__Exercise a__: Transcribe the passage on investing and market outlook in full, word for word.

++++ Passage given ++++

The hardest part of investing isn’t spotting the risk in front of you; it’s believing in the world that comes after it…

Great investors aren’t focused on the moment. They’re discerning what the environment will look like a year down the road. They know that today’s uncertainty eventually gives way to tomorrow’s predictability. By staying disciplined and investing for that outcome, those with foresight can sell to others who will be chasing the same opportunities 12 months from now.

What makes the current backdrop so challenging, and so important, is that it demands exactly that kind of forward vision. The conflict in Iran has injected a fresh layer of anxiety into markets, but history gives us a useful compass. Past Middle East flare‑ups have tended to be sharp, intense, and short‑lived, with the global economy finding its footing sooner than the headlines would suggest. The real skill today is looking past the present moment and picturing the world on the other side of the ceasefire. Because when these conflicts resolve, they often leave behind an environment that rewards those who stayed focused on the horizon rather than the noise at their feet…

With first‑quarter earnings results right around the corner, analysts have raised their expectations for profits and outlooks. According to financial data provider FactSet, S&P 500 Index calendar‑year 2026 earnings estimates have jumped from $309 to $320 over the last six months. At the same time, Wall Street anticipates earnings could hit almost $373 in 2027. Based on my math, those estimates imply the S&P 500 could rally another 10% by year‑end.

But don’t take my word for it, let’s look at what the data’s telling us…

Coming into the fourth quarter, analysts were conservative in their earnings expectations. At the start of October, Wall Street predicted S&P 500 member companies would report combined growth of 7.4%. That forecast came up short. With earnings now in the rearview mirror, growth came in at 8.2%...

A big driver of the upside was the adoption of AI. Financial behemoths like JPMorgan, Goldman Sachs, and Bank of America said they’re increasingly deploying the technology across all platforms. JPMorgan CEO Jamie Dimon framed AI as a structural, enterprise‑wide shift already delivering measurable cost savings and reducing hiring needs. Goldman and Bank of America said AI is a catalyst for reorganizing their firms and boosting operating efficiencies.

++++ Data to use ++++

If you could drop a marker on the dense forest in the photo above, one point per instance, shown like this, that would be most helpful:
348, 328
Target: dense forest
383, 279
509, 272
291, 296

++++

__Exercise b__: Update every one of the records so that "dense forest" reads "pine forest" wherever it occurs, and leave everything else in them as it is.

__Exercise output a__:
The hardest part of investing isn’t spotting the risk in front of you; it’s believing in the world that comes after it…

Great investors aren’t focused on the moment. They’re discerning what the environment will look like a year down the road. They know that today’s uncertainty eventually gives way to tomorrow’s predictability. By staying disciplined and investing for that outcome, those with foresight can sell to others who will be chasing the same opportunities 12 months from now.

What makes the current backdrop so challenging, and so important, is that it demands exactly that kind of forward vision. The conflict in Iran has injected a fresh layer of anxiety into markets, but history gives us a useful compass. Past Middle East flare‑ups have tended to be sharp, intense, and short‑lived, with the global economy finding its footing sooner than the headlines would suggest. The real skill today is looking past the present moment and picturing the world on the other side of the ceasefire. Because when these conflicts resolve, they often leave behind an environment that rewards those who stayed focused on the horizon rather than the noise at their feet…

With first‑quarter earnings results right around the corner, analysts have raised their expectations for profits and outlooks. According to financial data provider FactSet, S&P 500 Index calendar‑year 2026 earnings estimates have jumped from $309 to $320 over the last six months. At the same time, Wall Street anticipates earnings could hit almost $373 in 2027. Based on my math, those estimates imply the S&P 500 could rally another 10% by year‑end.

But don’t take my word for it, let’s look at what the data’s telling us…

Coming into the fourth quarter, analysts were conservative in their earnings expectations. At the start of October, Wall Street predicted S&P 500 member companies would report combined growth of 7.4%. That forecast came up short. With earnings now in the rearview mirror, growth came in at 8.2%...

A big driver of the upside was the adoption of AI. Financial behemoths like JPMorgan, Goldman Sachs, and Bank of America said they’re increasingly deploying the technology across all platforms. JPMorgan CEO Jamie Dimon framed AI as a structural, enterprise‑wide shift already delivering measurable cost savings and reducing hiring needs. Goldman and Bank of America said AI is a catalyst for reorganizing their firms and boosting operating efficiencies.

__Exercise output b__:
If you could drop a marker on the pine forest in the photo above, one point per instance, shown like this, that would be most helpful:
348, 328
Target: pine forest
383, 279
509, 272
291, 296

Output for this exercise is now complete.